(SOURCE DOCUMENT)
_____

Dip coating is a very similar process to dip molding, but it is used to provide a protective layer on the surface of an existing part. Some products and parts may be fully coated, such as plastic coated fences, wire forms or racks, while others are half coated to serve as grips, tool handles or electrical connectors. The purpose of dip molding or dip coating is both decorative and protective. For example, covering the handles of many everyday objects improves the comfort and grip, and can add an element of design to an object. Plastic can be manufactured in many different colors and by using different techniques, texture, hardness and surface appearance of the coatings can all be adjusted aesthetically. However, the more important reason for dip coating is its protective and insulative properties. For example, electrical wires and components such as jumper cables or extension cords are dip coated to provide electrical insulation. Plastic coating also improves a product's noise reducing and vibration dampening properties, adds excellent thermal insulation and eliminates the needs for deburring as it reduces sharp edges on metal parts. Coating around wires and fences improves the corrosion resistance of the products and extends their lifespan, especially when used outdoors.

There are many advantages to dip molding and dip coating and these processes are used commonly in plastics manufacturing. Dip molding is suitable for fast prototyping due to its short lead times and unlike other manufacturing methods, there are minimal setup costs because both the equipment and process are basic. Labor costs are low as the process is almost entirely automated, and as the process is straightforward, there are relatively high turnaround times. The parts being made are highly flexible and malleable and therefore even the most complex parts are able to be stripped easily from the molds. Dip molded products or coatings require little or no secondary processing due to the nature of dipping and removing, and this ensures that there is minimal material wastage during the process. In addition to providing a colorful and attractive finish to various products, plastic coatings provide corrosion resistance, scratch and wear protection and a smooth, tactile grip for safe and easy handling. A range of wall thicknesses are achievable through using controlled temperature, dip speed and time, and the rate at which a piece is removed from the plastisol.

_____

(RECORDED INFORMATION)

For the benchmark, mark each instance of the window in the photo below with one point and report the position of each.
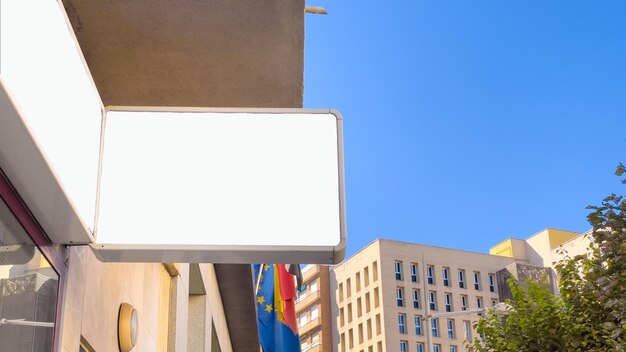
(462, 278)
(416, 299)
(398, 270)
(341, 322)
(402, 323)
(418, 325)
(342, 342)
(350, 339)
(85, 346)
(476, 281)
(430, 272)
(492, 283)
(349, 312)
(303, 320)
(360, 333)
(448, 301)
(450, 323)
(435, 327)
(314, 312)
(467, 330)
(340, 290)
(404, 346)
(413, 272)
(400, 296)
(432, 300)
(30, 282)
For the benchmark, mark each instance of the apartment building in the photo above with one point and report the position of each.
(313, 310)
(536, 256)
(385, 294)
(399, 296)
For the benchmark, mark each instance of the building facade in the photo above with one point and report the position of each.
(313, 310)
(398, 296)
(56, 295)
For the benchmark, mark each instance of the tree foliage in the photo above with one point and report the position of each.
(589, 314)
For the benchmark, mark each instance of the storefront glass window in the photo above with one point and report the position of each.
(28, 290)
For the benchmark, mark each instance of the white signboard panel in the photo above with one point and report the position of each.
(221, 186)
(48, 91)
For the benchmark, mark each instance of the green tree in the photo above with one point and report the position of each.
(589, 314)
(594, 285)
(534, 320)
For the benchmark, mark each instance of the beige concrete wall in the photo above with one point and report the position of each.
(341, 303)
(95, 290)
(218, 53)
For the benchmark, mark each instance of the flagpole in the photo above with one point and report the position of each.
(258, 279)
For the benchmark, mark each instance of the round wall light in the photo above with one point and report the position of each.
(127, 326)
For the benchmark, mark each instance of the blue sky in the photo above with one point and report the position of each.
(467, 122)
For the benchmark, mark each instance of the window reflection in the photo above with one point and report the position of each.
(28, 290)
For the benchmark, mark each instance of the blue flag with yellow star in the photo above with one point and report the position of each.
(276, 315)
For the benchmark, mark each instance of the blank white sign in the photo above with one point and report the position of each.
(221, 179)
(43, 72)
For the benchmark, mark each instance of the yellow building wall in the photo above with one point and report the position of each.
(558, 237)
(503, 249)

_____

(GIVEN EXERCISE 1)
According to the passage on dip molding and dip coating, why are jumper cables and extension cords dip coated?
(GIVEN EXERCISE 2)
Resume the passage on dip molding and dip coating, starting after its last sentence.
The rows have no connection to the passage on dip molding and dip coating.

(EXPECTED OUTPUT 1)
They are dip coated to provide electrical insulation.

(EXPECTED OUTPUT 2)
plastic dip molders
dip moulders
Image Provided By Innovative Coatings Inc
 Image Provided By U.S. Plastic Coatings Corporation



  • Cast molding involves dispensing plastisol into a mold, placing it in an oven and then heating it so the plastisol fuses into the finished part. This process is capable of producing multi-colored parts.
  • Cold dip coating is used mostly for thin coatings of plastisol. In this process, the object is dipped in plastisol without preheating, and then placed in a heated chamber.
  • Dip coating is the process of submersing an object in a tank full of coating material.
  • Dip molding is a thermal process by which metal molds are dipped and coated.
  • Hot dip coating is the process in which an object is heated, dipped in plastisol and then placed in a heated chamber where fusion takes place.
  • Plastic caps are plastic covers formed through the process of dip molding.
  • Plastic dip coating is a process in which metals are coated with plastic.
  • Plastic plugs are plastic caps formed through the process of dip molding.
  • Polymer coatings act as a protective covering in corrosive environments by enhancing the abrasion resistance of the component's surface.
  • Rotational molding is a method that involves placing a limited amount of plastisol in a mold and then rotating it as heating takes place so the liquid is equally distributed. This is used to create hollow products.
  • Saturation coating is the method of completely immersing an object in liquid plastisol and then letting it gel so that the object is totally covered.
  • Vinyl coatings are wear resistant vinyl compounds that undergo dip coating processes to form rigid smooth or textured protective coatings over substrate surfaces, typically metals.


Dip Molding Terms

Air Release - A test that determines the ease of removing air bubbles from plastisol.
 
Automatic Rack Transfer System (ARTS) Station - Used mostly with rotary dip molding machines. The advantage of this system is that it raises the amount of operator positions for reloading and unloading without taking the racks offline, and also permits extra positions for cooling and priming metal parts for coating preparation or for automatically lubricating mandrels.  
 
Blister - An irregularity on the surface of fused plastisol, caused by the contamination of water, air or solvents.
 
Blower - A high temperature air mover that raises turbulence and heat transfer to the mandrel or tool in the preheat oven, also used in the cure oven to accelerate curing and lower heat stratification.
 
Brookfield Viscosity - A measure of the viscosity of plastisol.
 
Closeable Dam - A device in the dip tank that completely stops the flow of plastisol over the weir during the dip cycle. Its use requires synchronization with the dip tank agitation and recirculation pump cycle.
 
Deaeration - Removal of trapped air from plastisol by using a vacuum during mixing or later in the process.
 
Dip Line - The uppermost edge of the dipped plastic coating.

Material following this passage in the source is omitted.